### Kutipan Terpilih
┄┄┄┄┄┄┄┄┄┄

Penafsiran Ulama dan Hukum Fikih tentang Cicak
Kesepakatan Ulama Empat Madzhab
Para ulama dari empat madzhab fikih utama (Hanafi, Maliki, Syafi’i, dan Hanbali) sepakat bahwa cicak adalah hewan yang diperintahkan untuk dibunuh dan haram untuk dikonsumsi[3]. Konsensus ini didasarkan pada hadis-hadis shahih yang telah disebutkan sebelumnya, serta pada prinsip umum bahwa hewan yang diperintahkan untuk dibunuh tidak boleh dimakan. Ibnu Qudamah dalam Al-Mughni menegaskan bahwa hewan yang diperintahkan untuk dibunuh, seperti cicak, hukumnya haram dimakan karena dianggap najis dan membawa mudarat[3].
Status Hukum Membunuh Cicak: Sunnah atau Wajib?

┄┄┄┄┄┄┄┄┄┄

### Data
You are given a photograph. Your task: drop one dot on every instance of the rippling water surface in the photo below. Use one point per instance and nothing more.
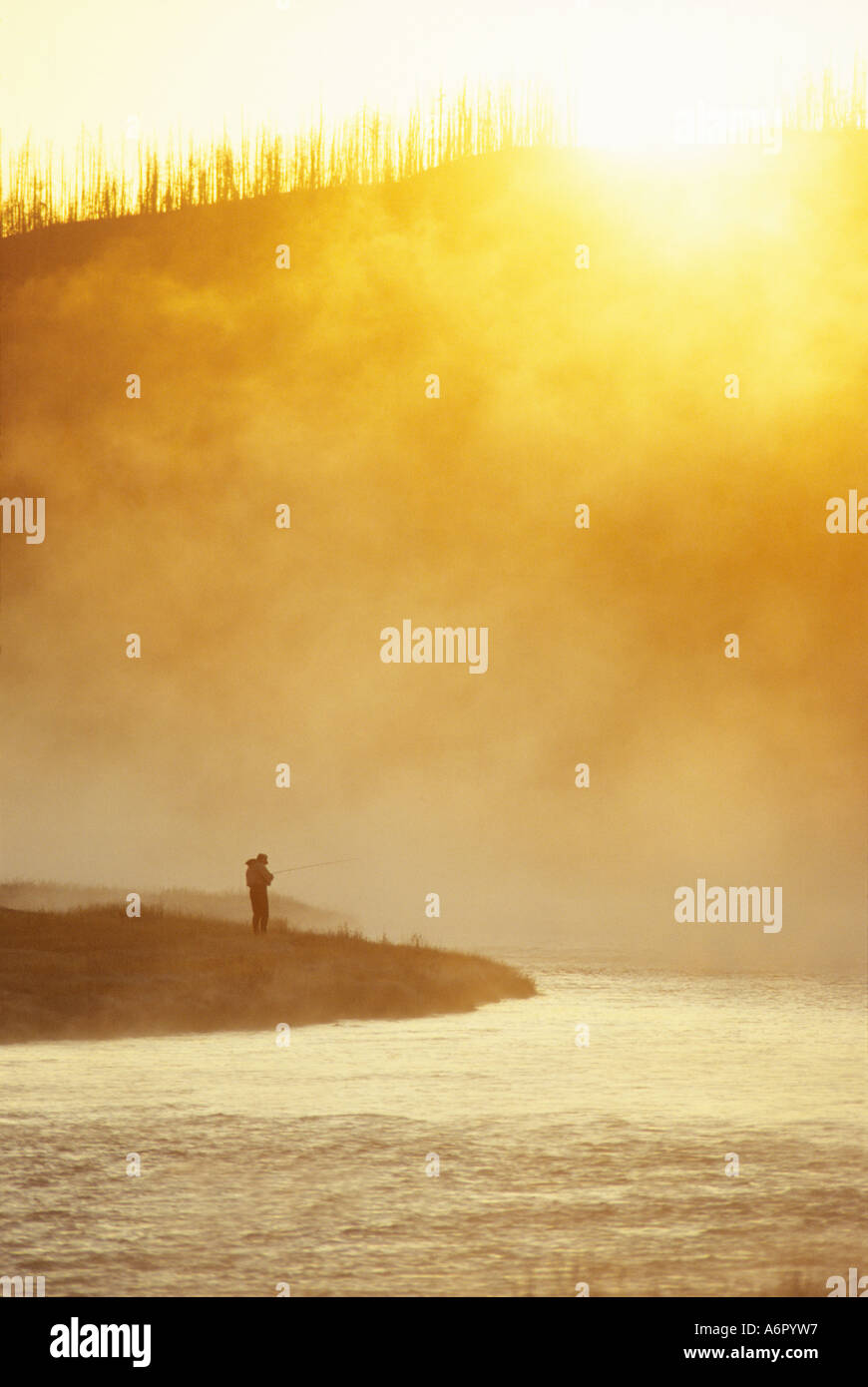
(558, 1163)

┄┄┄┄┄┄┄┄┄┄

### Tugas Anda
Tuliskan kembali tanpa perubahan bagian kutipan tentang hukum cicak, mulai dari "Penafsiran Ulama dan" hingga "Sunnah atau Wajib?", keduanya ikut disertakan.

### Jawaban Benar
Penafsiran Ulama dan Hukum Fikih tentang Cicak
Kesepakatan Ulama Empat Madzhab
Para ulama dari empat madzhab fikih utama (Hanafi, Maliki, Syafi’i, dan Hanbali) sepakat bahwa cicak adalah hewan yang diperintahkan untuk dibunuh dan haram untuk dikonsumsi[3]. Konsensus ini didasarkan pada hadis-hadis shahih yang telah disebutkan sebelumnya, serta pada prinsip umum bahwa hewan yang diperintahkan untuk dibunuh tidak boleh dimakan. Ibnu Qudamah dalam Al-Mughni menegaskan bahwa hewan yang diperintahkan untuk dibunuh, seperti cicak, hukumnya haram dimakan karena dianggap najis dan membawa mudarat[3].
Status Hukum Membunuh Cicak: Sunnah atau Wajib?